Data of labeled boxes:

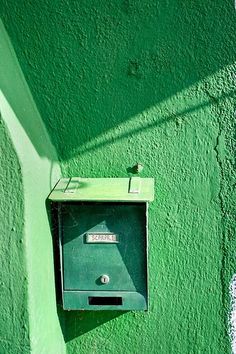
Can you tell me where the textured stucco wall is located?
[0,22,65,354]
[1,0,236,354]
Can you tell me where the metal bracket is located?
[64,178,79,193]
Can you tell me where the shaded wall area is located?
[1,0,236,354]
[0,117,30,353]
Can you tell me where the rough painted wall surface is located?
[0,21,65,354]
[0,119,30,353]
[1,0,236,354]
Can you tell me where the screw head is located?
[100,274,110,284]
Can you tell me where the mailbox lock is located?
[100,274,110,284]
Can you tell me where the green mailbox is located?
[49,177,154,310]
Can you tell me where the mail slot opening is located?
[88,296,122,306]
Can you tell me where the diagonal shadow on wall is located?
[2,0,236,160]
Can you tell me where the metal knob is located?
[100,274,110,284]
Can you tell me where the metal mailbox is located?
[49,177,154,310]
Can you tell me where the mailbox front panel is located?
[59,202,147,310]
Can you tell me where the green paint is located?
[0,23,65,354]
[1,0,236,354]
[49,177,154,202]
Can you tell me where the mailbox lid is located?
[49,177,154,202]
[60,203,147,294]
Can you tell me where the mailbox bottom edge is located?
[63,290,148,311]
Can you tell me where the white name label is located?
[86,232,118,243]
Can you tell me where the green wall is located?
[0,0,236,354]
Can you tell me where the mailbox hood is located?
[49,177,154,202]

Task brief: Reproduce everything from the line containing "Can you tell me where the mailbox lid" down to the end of the data above, keeping every character unchanged.

Finished task:
Can you tell me where the mailbox lid is located?
[49,177,154,202]
[60,203,147,294]
Can you tell me where the mailbox bottom edge is located?
[63,290,148,311]
Can you tell me where the white name label is located?
[86,232,118,243]
Can you tell me where the green wall is located?
[0,0,236,354]
Can you tell me where the mailbox hood is located?
[49,177,154,202]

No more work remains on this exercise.